• _Текст страницы_:
▶
Школьные годы - Георгий Полонский
Шрифт:
Интервал:
Закладка:
Каким образом? Неужели сама себя исцелила?
Нет. Но она оказалась благодатным объектом для исцеления. Обиды и неудачи не повергли ее в отчаяние окончательно, а заставили взглянуть на себя глазами учеников. И тогда она поняла этих «человекообразных». Поняла, как трудно им было и неловко говорить ей правду в глаза, сознавая, что они всего лишь ученики, а она их учительница, притом не такая, как большинство — «от сих до сих», но сумевшая за какие-то несколько месяцев вызволить их из пещерного царства долбежки и списывания и поднять до уровня мыслящих гоминидов.
Вот кто ее исцелил. Ее собственные «экс-питекантропы». Правдой в глаза. И когда она это поняла, то, не скрывая радости — за них, ею самой наученных говорить правду, за себя, преображенную, новую, — сказала: «К детям надо идти от доброты, ласки, от того, что ребенку хочется, а мы часто идем от принуждения — должен!»
Это она сказала автору повести. И автор в знак того, что хорошо понимает — это не просто красивые слова, а истинная теперешняя суть отношения Марины Львовны к своим ученикам, — скажет: «Когда я была на уроках, мне так хотелось у вас учиться».
◀
• _Доступные данные_:
▶
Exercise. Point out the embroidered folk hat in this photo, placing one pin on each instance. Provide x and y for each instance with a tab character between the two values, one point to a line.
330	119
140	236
◀
• _Что сделать_:
1. Процитируйте отрывок о Марине Львовне: всё начиная с «Нет. Но она» и вплоть до «уровня мыслящих гоминидов.».
2. Ответьте по отрывку о Марине Львовне:
(a) Из какого «царства» она, по словам текста, вызволила учеников?
(b) Кто ее исцелил?
(c) Кому она сказала слова о том, что к детям надо идти от доброты?
3. Что могло бы идти дальше в отрывке о Марине Львовне? Продолжите его с того места, где он заканчивается.

• _Ответы ниже_:
1.
Нет. Но она оказалась благодатным объектом для исцеления. Обиды и неудачи не повергли ее в отчаяние окончательно, а заставили взглянуть на себя глазами учеников. И тогда она поняла этих «человекообразных». Поняла, как трудно им было и неловко говорить ей правду в глаза, сознавая, что они всего лишь ученики, а она их учительница, притом не такая, как большинство — «от сих до сих», но сумевшая за какие-то несколько месяцев вызволить их из пещерного царства долбежки и списывания и поднять до уровня мыслящих гоминидов.

2.
(a) Из пещерного царства долбежки и списывания.
(b) Ее собственные «экс-питекантропы», то есть ученики, говорившие ей правду в глаза.
(c) Автору повести.

3.
Е. Воронцова приехала в Ленинград с миссией «скорой помощи». Но та, что, казалось, нуждается в помощи, помощь оказала сама — писательнице. Она помогла ей глубже проникнуть в сложный мир отношений учителя и учеников, на примере собственных заблуждений, неудач и обид открыв перед ней всегда такую желанную, такую искомую для каждого пишущего возможность: оттолкнувшись от единичного жизненного факта, выйти на проблему общественного, так сказать, звучания. Этой проблемой в «Нейлоновой тунике» и стала проблема коммуникабельности, насущной необходимости для людей всегда быть в поиске общих точек соприкосновения, общего приложения сил. А это и есть понимание людьми друг друга, та самая первая ступенька, с которой начинается путь к счастью…
На эту ступеньку тужится влезть и герой повести Владимира Тендрякова «Весенние перевертыши», паренек из поселка Куделино Дюшка Тягунов. Но будто бы в страшном сне, кто-то держит его за рубаху сзади и, как он ни вырывается, как ни бьется, — только лишь занесет над ступенькой ногу, ступенька эта, как заколдованная, уплывает из-под ног.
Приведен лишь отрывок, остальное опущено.